TASK MATERIAL
_____
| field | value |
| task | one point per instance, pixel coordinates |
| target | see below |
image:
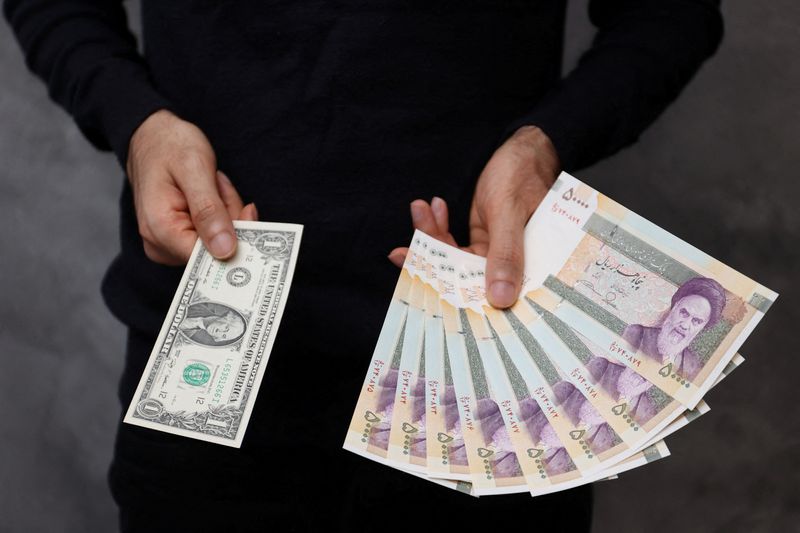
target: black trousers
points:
(166, 483)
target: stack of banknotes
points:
(620, 330)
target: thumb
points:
(504, 261)
(209, 214)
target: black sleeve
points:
(85, 53)
(644, 53)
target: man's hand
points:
(179, 193)
(510, 188)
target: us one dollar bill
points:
(203, 375)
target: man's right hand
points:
(179, 193)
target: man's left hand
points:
(508, 191)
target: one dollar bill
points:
(203, 375)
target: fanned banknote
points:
(647, 299)
(620, 330)
(204, 372)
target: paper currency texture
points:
(203, 374)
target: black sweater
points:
(336, 114)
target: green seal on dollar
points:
(196, 374)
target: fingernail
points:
(416, 212)
(502, 293)
(221, 245)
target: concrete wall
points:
(719, 169)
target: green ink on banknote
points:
(196, 374)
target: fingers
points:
(432, 219)
(249, 212)
(423, 218)
(504, 261)
(398, 256)
(209, 214)
(164, 223)
(230, 197)
(440, 214)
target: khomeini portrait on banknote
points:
(696, 305)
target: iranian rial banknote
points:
(647, 299)
(203, 375)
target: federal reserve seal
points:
(149, 408)
(238, 277)
(196, 374)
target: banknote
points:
(622, 400)
(446, 454)
(492, 457)
(370, 429)
(534, 462)
(407, 437)
(649, 300)
(370, 426)
(204, 372)
(544, 459)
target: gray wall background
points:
(719, 169)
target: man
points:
(336, 115)
(696, 306)
(212, 324)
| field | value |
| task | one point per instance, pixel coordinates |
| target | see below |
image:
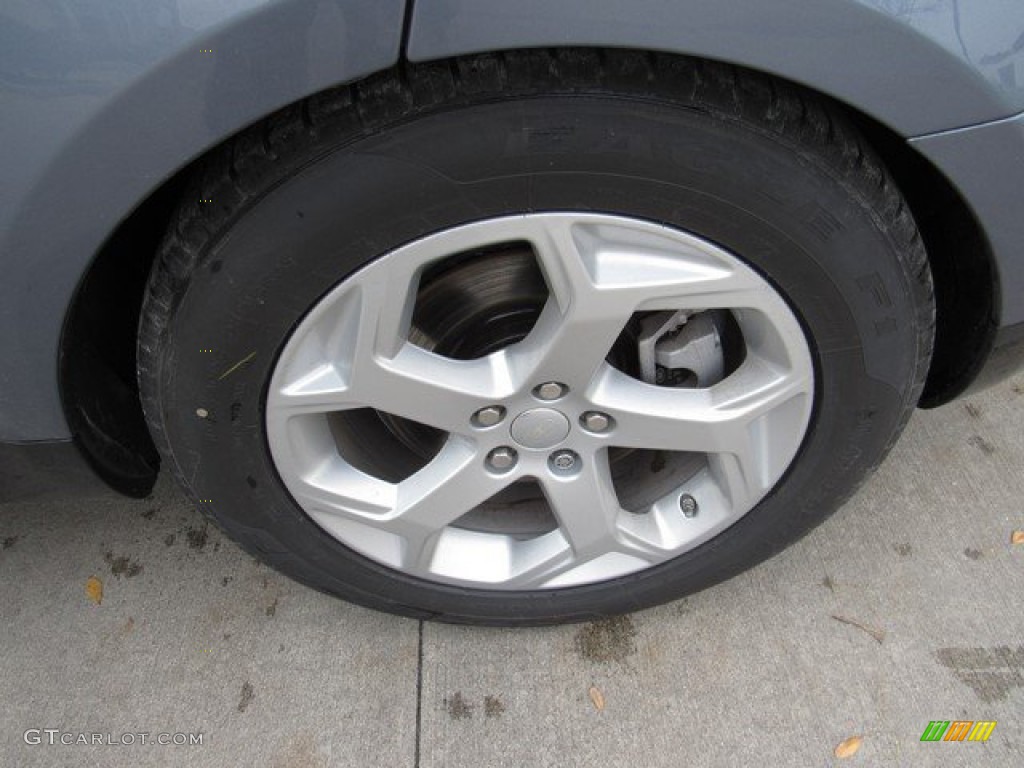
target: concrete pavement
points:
(905, 607)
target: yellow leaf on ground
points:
(848, 747)
(94, 590)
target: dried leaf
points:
(94, 590)
(878, 634)
(848, 747)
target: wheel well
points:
(97, 353)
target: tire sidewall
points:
(795, 217)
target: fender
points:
(916, 68)
(101, 102)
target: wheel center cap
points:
(540, 428)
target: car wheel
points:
(535, 337)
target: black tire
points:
(300, 201)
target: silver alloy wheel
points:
(352, 351)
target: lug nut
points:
(551, 390)
(563, 461)
(502, 459)
(688, 505)
(489, 416)
(596, 422)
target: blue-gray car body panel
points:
(916, 67)
(986, 163)
(100, 102)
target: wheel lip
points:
(532, 401)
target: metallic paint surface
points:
(100, 102)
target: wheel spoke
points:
(599, 275)
(588, 510)
(352, 350)
(452, 484)
(733, 420)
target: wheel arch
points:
(97, 349)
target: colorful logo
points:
(958, 730)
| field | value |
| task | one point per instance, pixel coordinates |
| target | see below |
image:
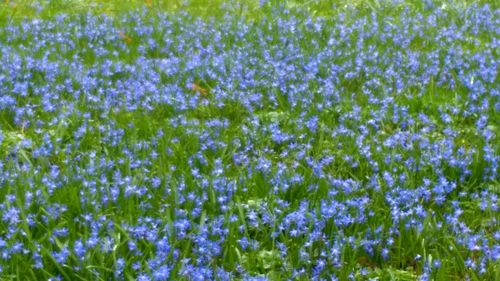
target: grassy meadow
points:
(249, 140)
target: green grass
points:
(180, 143)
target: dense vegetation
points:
(254, 140)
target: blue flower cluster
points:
(166, 146)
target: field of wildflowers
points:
(257, 140)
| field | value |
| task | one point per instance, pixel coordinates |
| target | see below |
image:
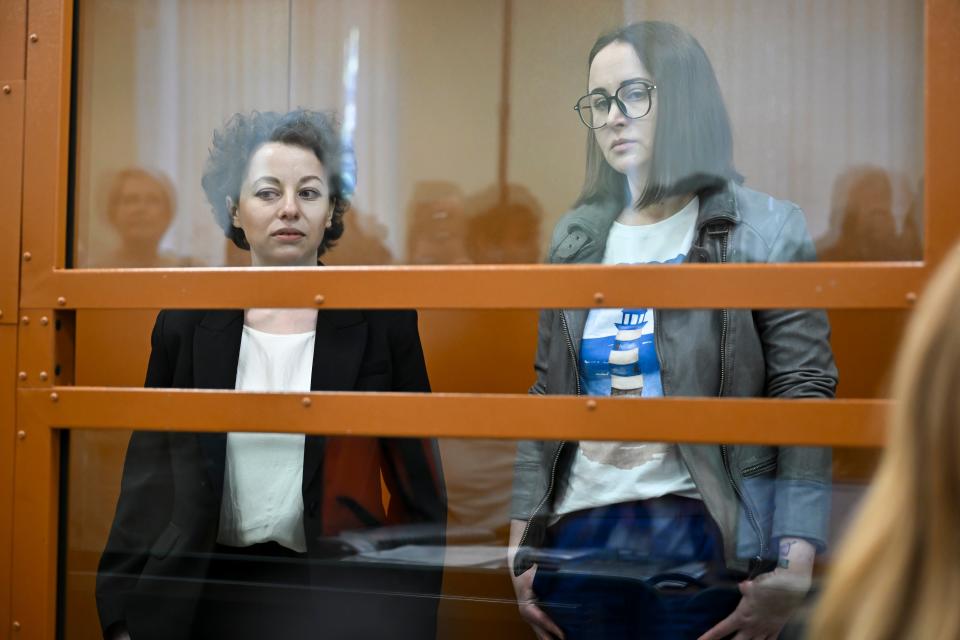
_____
TASK BRIEF
Drop the pictures and give every line above again exactly.

WRITTEN SOLUTION
| field | value |
| task | one point per instance, pixel coordinates |
| target | see below |
image:
target: black trousers
points:
(166, 483)
target: stack of banknotes
points:
(620, 330)
target: thumb
points:
(504, 261)
(209, 214)
target: black sleeve
points:
(85, 53)
(644, 53)
target: man's hand
points:
(179, 193)
(510, 188)
target: us one dollar bill
points:
(203, 375)
target: man's right hand
points:
(179, 193)
target: man's left hand
points:
(508, 191)
target: one dollar bill
points:
(203, 375)
target: fanned banknote
points:
(647, 299)
(620, 330)
(204, 372)
target: paper currency texture
points:
(203, 374)
target: black sweater
points:
(336, 114)
target: green seal on dollar
points:
(196, 374)
target: fingernail
points:
(416, 212)
(502, 293)
(221, 245)
target: concrete wall
points:
(719, 169)
target: green ink on banknote
points:
(196, 374)
target: fingers
points:
(432, 219)
(249, 212)
(423, 218)
(504, 261)
(398, 256)
(209, 214)
(164, 223)
(230, 197)
(440, 214)
target: khomeini portrait on banknote
points:
(696, 305)
target: iranian rial banknote
points:
(647, 299)
(203, 375)
target: federal reserve seal
points:
(149, 408)
(238, 277)
(196, 374)
target: banknote
points:
(622, 400)
(446, 454)
(492, 457)
(370, 429)
(534, 462)
(407, 437)
(649, 300)
(370, 426)
(204, 372)
(544, 459)
target: gray wall background
points:
(719, 169)
target: man
points:
(336, 115)
(696, 306)
(212, 324)
| field | value |
| task | one point per instance, pixel coordinates |
| target | see below |
image:
target: concrete pavement
points:
(905, 607)
target: yellow leaf on ground
points:
(848, 747)
(94, 590)
target: dried leaf
points:
(94, 590)
(878, 634)
(848, 747)
target: wheel well
points:
(97, 353)
target: tire sidewall
points:
(795, 217)
target: fender
points:
(916, 68)
(101, 102)
target: wheel center cap
points:
(540, 428)
target: car wheel
points:
(535, 337)
target: black tire
points:
(300, 201)
target: silver alloy wheel
points:
(352, 351)
target: lug nut
points:
(551, 390)
(563, 461)
(502, 459)
(688, 505)
(489, 416)
(596, 422)
target: blue-gray car body panel
points:
(916, 67)
(986, 163)
(100, 102)
target: wheel lip
points:
(532, 401)
target: metallic paint surface
points:
(100, 102)
target: wheel spoke
points:
(599, 275)
(588, 510)
(352, 350)
(452, 484)
(733, 420)
target: wheel arch
points:
(97, 349)
target: colorful logo
points:
(958, 730)
| field | value |
| task | one point per instance, pixel coordinates |
| target | see below |
image:
target: grassy meadow
points:
(249, 140)
target: green grass
points:
(180, 143)
target: dense vegetation
points:
(254, 140)
target: blue flower cluster
points:
(166, 146)
target: field of wildflowers
points:
(257, 140)
| field | value |
| task | one point per instance, pixel coordinates |
| target | see below |
image:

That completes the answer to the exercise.